### DATA

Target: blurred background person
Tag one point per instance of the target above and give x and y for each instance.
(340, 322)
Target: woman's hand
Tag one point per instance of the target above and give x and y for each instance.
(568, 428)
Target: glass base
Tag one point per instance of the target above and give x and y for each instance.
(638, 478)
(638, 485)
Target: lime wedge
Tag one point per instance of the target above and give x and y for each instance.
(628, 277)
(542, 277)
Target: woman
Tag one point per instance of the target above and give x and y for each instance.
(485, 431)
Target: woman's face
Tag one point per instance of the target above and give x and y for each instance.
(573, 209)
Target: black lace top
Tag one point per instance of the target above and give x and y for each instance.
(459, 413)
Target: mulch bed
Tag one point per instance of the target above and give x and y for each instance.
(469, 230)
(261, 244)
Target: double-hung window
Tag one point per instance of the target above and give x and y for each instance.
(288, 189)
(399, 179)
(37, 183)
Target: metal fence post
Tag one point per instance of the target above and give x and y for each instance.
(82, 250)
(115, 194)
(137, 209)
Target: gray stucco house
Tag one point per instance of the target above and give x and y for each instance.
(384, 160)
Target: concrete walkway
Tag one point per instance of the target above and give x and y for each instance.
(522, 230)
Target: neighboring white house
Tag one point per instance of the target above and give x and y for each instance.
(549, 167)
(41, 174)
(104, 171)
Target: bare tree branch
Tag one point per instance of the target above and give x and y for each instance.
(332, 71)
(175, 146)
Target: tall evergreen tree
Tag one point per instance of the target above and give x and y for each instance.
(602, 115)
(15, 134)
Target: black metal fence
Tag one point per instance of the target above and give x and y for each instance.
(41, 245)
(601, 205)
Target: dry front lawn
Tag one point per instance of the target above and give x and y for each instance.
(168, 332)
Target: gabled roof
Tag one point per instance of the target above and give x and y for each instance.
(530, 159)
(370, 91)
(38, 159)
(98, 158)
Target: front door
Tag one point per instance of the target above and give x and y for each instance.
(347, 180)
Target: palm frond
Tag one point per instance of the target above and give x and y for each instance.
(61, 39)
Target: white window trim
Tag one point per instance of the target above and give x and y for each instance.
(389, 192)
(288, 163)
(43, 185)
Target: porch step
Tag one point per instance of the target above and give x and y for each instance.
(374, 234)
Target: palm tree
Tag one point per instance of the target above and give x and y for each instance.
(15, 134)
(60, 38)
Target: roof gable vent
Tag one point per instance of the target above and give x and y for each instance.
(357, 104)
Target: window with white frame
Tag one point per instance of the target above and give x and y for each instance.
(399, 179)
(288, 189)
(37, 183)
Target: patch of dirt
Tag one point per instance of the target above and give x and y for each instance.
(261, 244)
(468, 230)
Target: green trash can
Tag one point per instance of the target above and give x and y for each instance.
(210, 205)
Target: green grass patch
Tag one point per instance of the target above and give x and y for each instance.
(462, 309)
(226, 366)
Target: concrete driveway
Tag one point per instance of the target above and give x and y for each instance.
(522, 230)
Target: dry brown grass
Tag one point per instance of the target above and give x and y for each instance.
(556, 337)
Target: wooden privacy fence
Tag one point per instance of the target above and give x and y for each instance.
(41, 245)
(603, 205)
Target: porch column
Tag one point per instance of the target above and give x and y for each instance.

### WORK TO COMPLETE
Return every line from the one holding "Target: gabled roof" through the end of the data, exactly as it appears, with both ends kept and nothing else.

### ANSWER FOR THIS EXERCISE
Target: gabled roof
Tag one point per instance of the target above and give x and y for each instance.
(530, 159)
(370, 91)
(38, 159)
(98, 158)
Target: front door
Tag one point per instance of the target above and give x and y for each instance.
(347, 180)
Target: palm frond
Tag one point per instance of the target above and give x and y for each instance.
(61, 39)
Target: white window trim
Tag one point per instance of the target above and give x and y for each instance.
(389, 192)
(288, 163)
(43, 185)
Target: porch step
Tag one point per instance of the target above and give x and y for each instance.
(374, 234)
Target: palm tree
Tag one point per instance of the target above and give x and y for each instance.
(15, 134)
(60, 38)
Target: roof gable vent
Tag one point per instance of the target above and give x and y for each instance.
(357, 104)
Target: window with white frame
Tag one point per instance of the target above and give x and y for each instance.
(399, 179)
(288, 189)
(37, 183)
Target: patch of dirt
Tag one point per instance of the target above and give x and y for each instance.
(261, 244)
(468, 230)
Target: green trash can
Tag one point per instance of the target above and give x and y for each instance.
(210, 205)
Target: green grass patch
Tag one point per instance of the target above and give x and y for each instance.
(462, 309)
(226, 366)
Target: concrete driveway
Tag one point per instance of the target above and give x and y for each instance.
(522, 230)
Target: dry brown grass
Tag one point per instance of the target above and give x and y for each instance.
(556, 337)
Target: wooden privacy fence
Tag one point per instance of the target above and give x and y for each instance.
(41, 245)
(603, 205)
Target: porch column
Tag one point per instance of the target above and give x and y for each instance.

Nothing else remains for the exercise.